[[ Document extract open ]]
Turning to defendant's motion to vacate the judgment of conviction, the bulk of the arguments advanced by defendant were or could have been raised on his direct appeal and, as "sufficient facts appear on the record with respect [there]to," such claims are not properly the subject of a CPL article 440 motion (CPL 440.10 [2] [b]; see People v Dickson-Eason, 143 AD3d 1013, 1015 [2016], lv denied 28 NY3d 1123 [2016]). As to the surviving claims—actual innocence and ineffective assistance of counsel based upon off-the-record conversations with counsel—we cannot say that County Court abused its discretion in denying defendant's motion without a hearing.

To the extent that defendant's motion to vacate is predicated upon his claim of actual innocence, "we note that vacatur of a judgment of conviction on this ground is expressly conditioned upon the existence of a verdict of guilt after trial and defendant's plea of guilty therefore foreclose[s] relief upon this ground" (People v DePerno, 148 AD3d 1463, 1464 [2017] [internal quotation marks and citations omitted], lv denied 29 NY3d 1030 [2017]; see CPL 440.10 [1] [g]; People v Tiger, — NY3d &mdash, &mdash, 2018 NY Slip Op 04377, *4-5 [2018]). Regarding defendant's ineffective assistance of counsel claim and the corresponding impact that counsel's alleged off-the-record advice had upon the voluntariness of defendant's plea, according to defendant, he previously had been diagnosed with bipolar disorder and posttraumatic stress disorder—disorders from which he had suffered "all of [his] adult years" and for which he had been prescribed various medications. On the morning of his plea colloquy, defendant averred, his medication regimen was changed, and the resulting combination of prescribed drugs caused him "to be very drowsy," "unable to concentrate" and "impaired [his] ability to understand the proceedings." Defendant further averred that he conveyed this information to defense counsel, who—in turn—advised him "not to tell the court of [his] history of mental health problems and treatment."
[[ Document extract closed ]]
[[ Listed entries open ]]
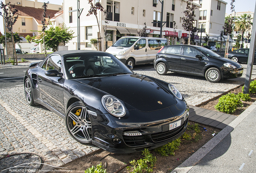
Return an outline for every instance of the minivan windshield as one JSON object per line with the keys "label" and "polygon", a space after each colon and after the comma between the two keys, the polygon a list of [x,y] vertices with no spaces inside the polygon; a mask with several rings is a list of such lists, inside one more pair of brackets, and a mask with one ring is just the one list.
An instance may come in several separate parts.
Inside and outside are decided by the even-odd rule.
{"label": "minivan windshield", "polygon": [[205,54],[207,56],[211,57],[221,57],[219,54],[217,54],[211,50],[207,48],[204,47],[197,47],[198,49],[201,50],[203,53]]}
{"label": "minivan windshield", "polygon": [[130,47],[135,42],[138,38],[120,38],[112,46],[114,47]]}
[[ Listed entries closed ]]
[[ Listed entries open ]]
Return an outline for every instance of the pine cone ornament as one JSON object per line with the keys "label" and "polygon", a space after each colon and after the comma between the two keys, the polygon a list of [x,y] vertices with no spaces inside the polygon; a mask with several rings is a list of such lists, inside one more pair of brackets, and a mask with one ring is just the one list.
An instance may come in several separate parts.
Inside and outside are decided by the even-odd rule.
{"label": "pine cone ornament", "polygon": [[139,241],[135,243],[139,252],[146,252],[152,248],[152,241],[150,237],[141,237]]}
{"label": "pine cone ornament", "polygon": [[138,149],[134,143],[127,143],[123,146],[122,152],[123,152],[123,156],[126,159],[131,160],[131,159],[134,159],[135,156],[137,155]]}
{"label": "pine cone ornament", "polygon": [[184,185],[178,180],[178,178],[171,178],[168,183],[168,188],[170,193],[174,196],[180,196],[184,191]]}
[[ Listed entries closed ]]
[[ Listed entries open ]]
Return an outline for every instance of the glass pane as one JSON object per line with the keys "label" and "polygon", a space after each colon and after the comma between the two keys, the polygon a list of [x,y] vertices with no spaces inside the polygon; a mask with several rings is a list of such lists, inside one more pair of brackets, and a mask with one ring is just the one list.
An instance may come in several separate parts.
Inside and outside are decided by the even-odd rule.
[[ Listed entries closed ]]
Problem description:
Repeat the court opinion word for word, everything from "Turning to defendant's" down to "without a hearing.". The data are independent of the court opinion.

Your solution:
Turning to defendant's motion to vacate the judgment of conviction, the bulk of the arguments advanced by defendant were or could have been raised on his direct appeal and, as "sufficient facts appear on the record with respect [there]to," such claims are not properly the subject of a CPL article 440 motion (CPL 440.10 [2] [b]; see People v Dickson-Eason, 143 AD3d 1013, 1015 [2016], lv denied 28 NY3d 1123 [2016]). As to the surviving claims—actual innocence and ineffective assistance of counsel based upon off-the-record conversations with counsel—we cannot say that County Court abused its discretion in denying defendant's motion without a hearing.